# Description of the task
Could you give the material again, starting from the top and going through the line containing "202), (268, 205)]", with "cracked wood surface" swapped for "weathered plank surface" and nothing else altered, leaving the pictures out?

Start of Data for processing

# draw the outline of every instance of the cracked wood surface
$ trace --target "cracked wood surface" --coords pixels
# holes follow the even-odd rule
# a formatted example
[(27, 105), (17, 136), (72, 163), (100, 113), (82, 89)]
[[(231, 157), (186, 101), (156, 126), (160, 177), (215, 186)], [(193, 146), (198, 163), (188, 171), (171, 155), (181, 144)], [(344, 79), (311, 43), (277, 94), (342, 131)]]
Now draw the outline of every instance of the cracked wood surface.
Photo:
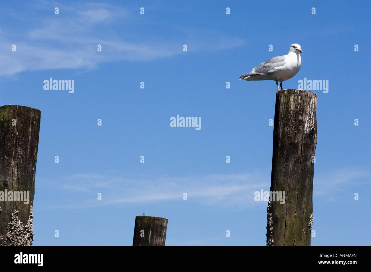
[(267, 246), (311, 245), (316, 107), (312, 92), (276, 94), (270, 191), (285, 191), (285, 202), (268, 205)]

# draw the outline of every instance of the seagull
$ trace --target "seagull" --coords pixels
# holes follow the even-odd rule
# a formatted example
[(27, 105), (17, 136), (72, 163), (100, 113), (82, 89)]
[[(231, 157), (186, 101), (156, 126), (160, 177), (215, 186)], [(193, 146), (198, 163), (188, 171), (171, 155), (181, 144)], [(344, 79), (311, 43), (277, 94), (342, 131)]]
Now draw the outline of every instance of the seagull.
[(250, 80), (276, 81), (277, 91), (279, 91), (278, 82), (280, 81), (281, 89), (282, 82), (289, 79), (296, 75), (301, 67), (301, 58), (299, 53), (303, 53), (300, 46), (294, 43), (290, 46), (289, 53), (284, 56), (279, 56), (262, 62), (259, 66), (253, 69), (249, 73), (241, 75), (240, 79), (248, 81)]

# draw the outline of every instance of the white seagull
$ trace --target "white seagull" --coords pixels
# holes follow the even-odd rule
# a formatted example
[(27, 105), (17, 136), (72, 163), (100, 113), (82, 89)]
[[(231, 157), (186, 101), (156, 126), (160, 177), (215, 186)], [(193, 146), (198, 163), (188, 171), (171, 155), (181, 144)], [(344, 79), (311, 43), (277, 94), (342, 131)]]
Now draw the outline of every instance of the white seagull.
[(259, 66), (253, 69), (249, 73), (241, 75), (240, 79), (248, 81), (250, 80), (276, 81), (277, 91), (279, 91), (278, 82), (280, 81), (281, 89), (282, 82), (289, 79), (296, 75), (301, 67), (301, 58), (299, 53), (303, 53), (300, 46), (294, 43), (290, 46), (289, 53), (285, 56), (279, 56), (262, 62)]

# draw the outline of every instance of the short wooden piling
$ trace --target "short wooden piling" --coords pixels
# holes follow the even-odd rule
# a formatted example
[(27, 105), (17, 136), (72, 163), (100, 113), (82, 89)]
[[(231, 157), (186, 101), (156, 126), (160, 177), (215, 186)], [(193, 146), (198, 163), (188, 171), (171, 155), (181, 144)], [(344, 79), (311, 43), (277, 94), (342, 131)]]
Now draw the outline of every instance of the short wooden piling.
[(135, 217), (133, 246), (164, 246), (168, 219), (162, 217)]

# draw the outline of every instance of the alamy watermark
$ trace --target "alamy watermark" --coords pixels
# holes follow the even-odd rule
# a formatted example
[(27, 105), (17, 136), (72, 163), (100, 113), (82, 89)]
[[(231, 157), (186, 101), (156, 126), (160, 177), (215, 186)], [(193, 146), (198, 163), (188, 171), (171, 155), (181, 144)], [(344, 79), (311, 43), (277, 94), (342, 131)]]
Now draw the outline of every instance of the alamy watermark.
[(172, 128), (196, 128), (196, 130), (201, 129), (201, 117), (180, 117), (177, 114), (177, 118), (170, 118), (170, 126)]
[(75, 79), (57, 79), (53, 80), (53, 78), (44, 81), (44, 90), (69, 90), (68, 92), (72, 94), (75, 92)]
[(279, 201), (280, 204), (284, 204), (285, 203), (284, 191), (263, 191), (263, 189), (260, 189), (260, 192), (256, 191), (254, 194), (254, 200), (255, 201)]
[(2, 201), (23, 201), (25, 204), (28, 205), (30, 203), (30, 191), (10, 191), (8, 192), (7, 189), (6, 189), (5, 191), (0, 191), (0, 202)]
[(304, 80), (299, 79), (298, 81), (298, 89), (299, 90), (320, 90), (324, 91), (324, 93), (328, 92), (328, 79), (307, 80), (306, 78), (304, 78)]

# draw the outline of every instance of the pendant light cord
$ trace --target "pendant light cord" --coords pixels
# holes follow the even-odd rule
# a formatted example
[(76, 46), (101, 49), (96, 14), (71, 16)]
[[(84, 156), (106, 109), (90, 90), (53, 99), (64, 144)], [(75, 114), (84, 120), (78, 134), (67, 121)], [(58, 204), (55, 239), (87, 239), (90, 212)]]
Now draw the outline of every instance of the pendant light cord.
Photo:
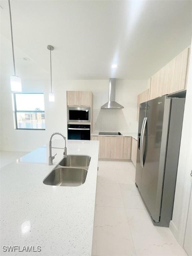
[(51, 92), (52, 93), (52, 70), (51, 69), (51, 50), (50, 50), (50, 62), (51, 63)]
[(12, 28), (12, 19), (11, 19), (11, 5), (10, 0), (9, 1), (9, 15), (10, 15), (10, 24), (11, 24), (11, 42), (12, 43), (12, 51), (13, 52), (13, 66), (14, 67), (14, 74), (16, 75), (15, 72), (15, 56), (14, 55), (14, 48), (13, 47), (13, 29)]

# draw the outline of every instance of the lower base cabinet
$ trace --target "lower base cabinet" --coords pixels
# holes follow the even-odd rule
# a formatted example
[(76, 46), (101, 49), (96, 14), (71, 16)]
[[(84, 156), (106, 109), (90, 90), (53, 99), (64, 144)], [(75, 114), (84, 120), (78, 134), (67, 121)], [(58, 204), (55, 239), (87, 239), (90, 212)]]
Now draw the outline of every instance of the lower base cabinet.
[(111, 137), (110, 158), (123, 159), (124, 141), (124, 137)]
[(99, 158), (131, 159), (131, 137), (91, 136), (92, 140), (99, 141)]

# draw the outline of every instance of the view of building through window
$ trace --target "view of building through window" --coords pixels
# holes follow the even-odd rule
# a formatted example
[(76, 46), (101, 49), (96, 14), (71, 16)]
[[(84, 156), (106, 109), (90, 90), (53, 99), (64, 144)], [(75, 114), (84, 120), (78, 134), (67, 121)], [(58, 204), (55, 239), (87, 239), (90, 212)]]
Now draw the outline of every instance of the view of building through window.
[(43, 93), (15, 93), (17, 129), (45, 129)]

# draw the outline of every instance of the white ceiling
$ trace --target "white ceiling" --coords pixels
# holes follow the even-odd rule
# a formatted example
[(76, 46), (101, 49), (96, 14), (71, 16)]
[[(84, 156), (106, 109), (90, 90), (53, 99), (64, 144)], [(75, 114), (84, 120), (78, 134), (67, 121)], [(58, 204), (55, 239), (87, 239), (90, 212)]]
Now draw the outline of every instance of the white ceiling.
[[(16, 67), (22, 73), (17, 62), (22, 60), (25, 69), (36, 65), (49, 72), (51, 44), (55, 77), (147, 79), (190, 44), (192, 3), (11, 1), (14, 44), (25, 53), (16, 56)], [(0, 5), (1, 33), (10, 40), (8, 0)], [(12, 65), (10, 46), (1, 47), (2, 66)], [(26, 56), (32, 66), (23, 60)], [(118, 67), (112, 69), (115, 63)]]

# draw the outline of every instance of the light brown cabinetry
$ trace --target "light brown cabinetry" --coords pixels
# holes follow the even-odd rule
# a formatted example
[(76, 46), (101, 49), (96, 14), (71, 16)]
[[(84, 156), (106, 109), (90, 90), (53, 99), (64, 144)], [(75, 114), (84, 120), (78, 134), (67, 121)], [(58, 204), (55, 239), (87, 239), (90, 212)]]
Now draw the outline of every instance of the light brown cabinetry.
[(111, 137), (110, 158), (123, 159), (124, 139), (123, 137)]
[(187, 48), (151, 77), (150, 100), (186, 89), (189, 54)]
[(132, 138), (132, 145), (131, 146), (131, 161), (135, 166), (137, 162), (137, 141)]
[(131, 159), (131, 137), (124, 137), (123, 159)]
[(165, 69), (162, 68), (151, 77), (150, 99), (162, 95)]
[(92, 136), (91, 140), (99, 141), (99, 158), (131, 159), (131, 137)]
[(139, 94), (137, 97), (137, 120), (139, 121), (139, 106), (141, 103), (147, 101), (149, 99), (150, 90), (149, 89), (144, 91), (141, 93)]
[(99, 141), (99, 158), (108, 159), (111, 158), (111, 137), (98, 136)]
[(91, 140), (98, 140), (98, 136), (91, 136)]
[(68, 91), (68, 106), (90, 106), (91, 104), (91, 92), (86, 91)]

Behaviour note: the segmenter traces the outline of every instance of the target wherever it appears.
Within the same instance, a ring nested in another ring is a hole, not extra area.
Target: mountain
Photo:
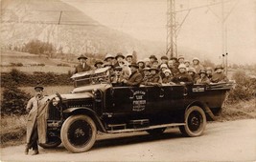
[[[33,39],[52,43],[66,53],[81,54],[136,51],[157,54],[164,46],[141,41],[103,26],[59,0],[2,0],[3,49],[20,48]]]

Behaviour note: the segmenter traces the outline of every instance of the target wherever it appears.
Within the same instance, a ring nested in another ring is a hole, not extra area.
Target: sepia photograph
[[[0,161],[256,161],[256,0],[0,0]]]

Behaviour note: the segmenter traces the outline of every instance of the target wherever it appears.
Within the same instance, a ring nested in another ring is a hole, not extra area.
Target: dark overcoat
[[[127,85],[139,86],[143,80],[142,74],[139,71],[135,71],[128,77]]]
[[[35,128],[38,132],[38,143],[46,143],[48,105],[49,102],[47,97],[42,97],[40,99],[33,97],[28,102],[27,110],[31,110],[27,122],[27,143],[31,141],[33,131]]]

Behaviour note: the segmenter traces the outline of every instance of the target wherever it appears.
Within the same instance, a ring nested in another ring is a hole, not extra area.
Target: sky
[[[106,27],[139,40],[166,44],[167,0],[62,0]],[[221,0],[176,0],[181,24],[177,48],[186,47],[221,61]],[[224,0],[224,52],[229,63],[256,64],[256,0]],[[217,5],[204,7],[217,3]],[[198,8],[201,7],[201,8]],[[188,13],[188,9],[192,9]],[[185,10],[185,11],[180,11]],[[186,54],[184,54],[186,55]]]

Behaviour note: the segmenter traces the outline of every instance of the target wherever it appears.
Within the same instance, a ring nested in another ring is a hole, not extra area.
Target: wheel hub
[[[199,125],[198,118],[194,116],[194,117],[191,119],[191,124],[194,125],[194,126],[198,126],[198,125]]]
[[[77,129],[74,133],[77,138],[84,136],[85,134],[85,132],[81,129]]]

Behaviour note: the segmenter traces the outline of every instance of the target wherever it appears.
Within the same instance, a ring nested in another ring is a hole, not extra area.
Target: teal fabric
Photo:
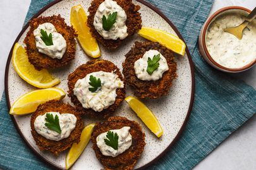
[[[51,1],[32,0],[26,22]],[[193,110],[180,139],[149,169],[190,169],[256,113],[256,91],[212,69],[198,53],[198,36],[212,1],[147,1],[160,9],[185,38],[195,64],[196,89]],[[0,168],[49,169],[17,133],[8,115],[4,94],[0,110]]]

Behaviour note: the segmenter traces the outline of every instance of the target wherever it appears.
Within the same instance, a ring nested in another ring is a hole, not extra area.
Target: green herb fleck
[[[118,16],[118,12],[110,14],[107,18],[103,15],[101,20],[102,20],[102,27],[106,31],[109,31],[112,26],[116,22],[116,17]]]
[[[151,75],[159,67],[159,60],[160,54],[154,55],[153,59],[150,57],[147,59],[147,72],[149,75]]]
[[[42,40],[43,40],[46,46],[52,45],[53,42],[52,33],[51,33],[48,36],[46,31],[44,31],[43,29],[41,29],[40,31],[42,35],[42,37],[40,37],[41,38]]]
[[[89,88],[89,91],[91,92],[95,92],[99,88],[101,87],[101,79],[97,79],[94,76],[90,76],[90,82],[89,84],[92,86],[92,88]]]
[[[59,117],[56,115],[53,118],[53,115],[47,113],[46,117],[46,123],[44,124],[49,129],[57,132],[58,133],[61,133],[61,127],[59,126]]]
[[[104,139],[105,144],[114,149],[114,150],[118,149],[118,133],[111,131],[107,133],[107,139]]]

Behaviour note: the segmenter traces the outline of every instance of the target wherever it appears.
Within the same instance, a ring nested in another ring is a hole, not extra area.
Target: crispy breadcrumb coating
[[[162,78],[155,81],[138,79],[134,70],[134,63],[149,50],[159,51],[166,58],[169,67],[169,70],[163,74]],[[125,61],[123,63],[125,81],[135,88],[133,94],[136,96],[140,98],[158,98],[168,94],[172,81],[177,76],[176,64],[172,51],[157,42],[137,42],[125,57]]]
[[[75,129],[71,132],[70,135],[59,141],[51,140],[37,133],[35,130],[34,123],[36,118],[47,112],[55,111],[59,113],[71,113],[76,117],[76,124]],[[80,139],[82,131],[83,128],[83,122],[80,113],[69,104],[63,103],[62,101],[51,100],[40,105],[35,112],[32,115],[30,120],[31,133],[35,141],[35,144],[41,150],[49,150],[56,156],[59,152],[71,147],[73,143],[78,143]]]
[[[94,16],[99,6],[105,0],[92,1],[91,6],[88,9],[90,14],[88,16],[87,25],[90,28],[92,36],[95,37],[97,40],[105,46],[107,49],[113,50],[118,48],[123,40],[120,39],[116,40],[105,40],[97,31],[94,26]],[[127,33],[128,34],[128,36],[132,35],[140,30],[142,28],[142,18],[140,16],[140,13],[138,12],[138,11],[140,9],[140,6],[133,4],[131,0],[114,0],[114,1],[116,1],[118,4],[125,10],[125,13],[126,14],[127,20],[126,25],[127,26]]]
[[[54,25],[57,31],[63,36],[66,42],[66,52],[61,59],[52,59],[44,54],[40,53],[35,46],[34,31],[39,25],[51,23]],[[27,54],[29,62],[37,70],[50,69],[67,65],[75,58],[76,42],[75,37],[76,33],[72,26],[68,26],[64,19],[59,14],[52,16],[40,16],[29,21],[30,29],[27,33],[24,43],[26,44]]]
[[[97,145],[97,137],[110,130],[119,129],[123,127],[131,127],[130,133],[132,137],[131,145],[116,157],[103,156]],[[135,121],[121,116],[109,117],[106,122],[96,123],[91,139],[96,157],[105,169],[133,169],[146,144],[145,133],[142,132],[141,126]]]
[[[105,60],[92,60],[80,65],[68,76],[68,86],[69,91],[68,91],[68,95],[71,98],[71,101],[75,105],[76,110],[82,112],[83,115],[94,118],[106,118],[111,115],[124,100],[125,98],[125,88],[116,89],[116,93],[117,96],[114,103],[100,112],[95,111],[90,108],[84,108],[73,91],[73,89],[75,88],[75,84],[78,79],[83,79],[88,74],[101,71],[109,72],[115,71],[115,74],[123,81],[123,78],[120,71],[113,62]]]

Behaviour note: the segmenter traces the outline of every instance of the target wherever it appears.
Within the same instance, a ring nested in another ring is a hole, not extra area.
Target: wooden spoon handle
[[[247,21],[249,22],[252,21],[252,20],[256,16],[256,7],[254,8],[253,10],[247,16]]]

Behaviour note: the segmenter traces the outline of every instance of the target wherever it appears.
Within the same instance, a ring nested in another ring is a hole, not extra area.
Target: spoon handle
[[[254,8],[253,10],[247,16],[247,21],[249,22],[252,21],[252,20],[256,16],[256,7]]]

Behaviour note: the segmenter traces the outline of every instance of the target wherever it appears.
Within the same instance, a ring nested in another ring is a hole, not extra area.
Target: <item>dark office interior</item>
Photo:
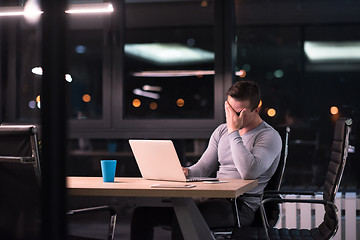
[[[0,12],[25,2],[0,1]],[[335,121],[351,118],[340,189],[359,194],[358,1],[113,0],[112,12],[59,11],[99,2],[43,0],[37,22],[0,16],[0,123],[37,125],[53,159],[42,193],[50,239],[102,235],[92,231],[101,216],[62,214],[97,204],[118,209],[115,239],[128,239],[133,207],[149,199],[68,196],[65,177],[100,177],[100,159],[117,160],[117,177],[140,177],[132,138],[171,139],[182,165],[195,163],[235,81],[257,82],[263,120],[291,128],[283,189],[321,189]]]

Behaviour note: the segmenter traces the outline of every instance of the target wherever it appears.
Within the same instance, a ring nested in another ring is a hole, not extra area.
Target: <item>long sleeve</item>
[[[210,137],[209,145],[198,162],[189,167],[189,176],[208,177],[218,167],[219,128]]]
[[[229,134],[231,155],[242,179],[259,178],[281,152],[281,138],[276,131],[262,131],[254,137],[247,148],[238,131]]]

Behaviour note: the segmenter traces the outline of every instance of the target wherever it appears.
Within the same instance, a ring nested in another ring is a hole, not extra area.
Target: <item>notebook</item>
[[[129,140],[144,179],[180,182],[217,181],[217,178],[187,178],[171,140]]]

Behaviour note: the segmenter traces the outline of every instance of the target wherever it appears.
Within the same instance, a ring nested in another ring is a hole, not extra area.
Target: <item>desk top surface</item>
[[[102,177],[67,177],[66,180],[68,194],[77,196],[236,198],[257,186],[257,180],[242,179],[226,179],[226,183],[184,183],[135,177],[117,177],[111,183],[103,182]],[[152,188],[155,184],[194,184],[195,187]]]

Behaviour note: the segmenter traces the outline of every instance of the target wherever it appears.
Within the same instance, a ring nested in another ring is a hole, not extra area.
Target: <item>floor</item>
[[[82,202],[83,199],[77,199],[78,202]],[[147,205],[145,202],[137,202],[138,199],[134,199],[132,202],[134,205]],[[82,204],[75,204],[72,209],[79,208],[80,206],[97,206],[104,203],[101,203],[101,200],[95,200],[82,202]],[[149,203],[149,202],[147,202]],[[126,206],[123,202],[119,203],[118,199],[113,199],[110,202],[117,210],[117,221],[115,227],[115,239],[117,240],[127,240],[130,239],[130,221],[132,216],[132,211],[135,208],[134,206]],[[151,203],[154,204],[154,203]],[[155,203],[156,204],[156,203]],[[73,204],[74,205],[74,204]],[[106,239],[109,226],[109,214],[107,212],[96,213],[96,214],[82,214],[77,216],[70,216],[68,218],[68,232],[70,235],[81,236],[81,237],[91,237],[98,239]],[[171,237],[170,230],[164,227],[156,227],[154,231],[154,240],[170,240]]]

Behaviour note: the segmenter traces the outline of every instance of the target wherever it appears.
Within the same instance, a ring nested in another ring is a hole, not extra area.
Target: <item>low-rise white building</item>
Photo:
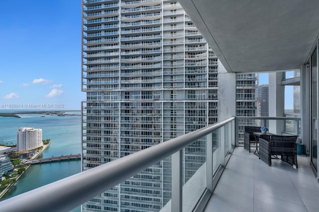
[[[42,145],[42,129],[31,127],[21,127],[18,129],[16,147],[18,152],[35,149]]]
[[[1,177],[7,172],[13,169],[13,166],[11,163],[10,159],[6,155],[0,155],[0,182]]]

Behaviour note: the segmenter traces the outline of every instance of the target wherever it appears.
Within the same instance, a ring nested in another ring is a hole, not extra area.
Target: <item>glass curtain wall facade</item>
[[[217,58],[178,2],[83,1],[82,170],[216,122]],[[205,161],[205,141],[183,153],[183,183]],[[171,199],[170,162],[82,206],[158,211]]]
[[[256,90],[257,88],[256,74],[237,74],[236,76],[236,115],[238,116],[256,116],[257,99]],[[239,144],[244,145],[244,126],[256,126],[256,120],[239,119]]]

End of Data for processing

# Response to this task
# draw the outline of every instance of the weathered plank surface
$ trace --target "weathered plank surface" --coords pixels
# holes follow the even-odd rule
# a formatted example
[(27, 105), (17, 136), (72, 163), (100, 113), (82, 89)]
[[(231, 157), (186, 101), (156, 126), (160, 177), (215, 186)], [(193, 146), (198, 163), (188, 171), (171, 155), (181, 144)], [(344, 79), (311, 43), (277, 94), (342, 131)]]
Now draw the outline of every instance of the weathered plank surface.
Photo:
[(267, 246), (311, 245), (316, 107), (312, 92), (276, 94), (270, 191), (285, 191), (285, 202), (268, 205)]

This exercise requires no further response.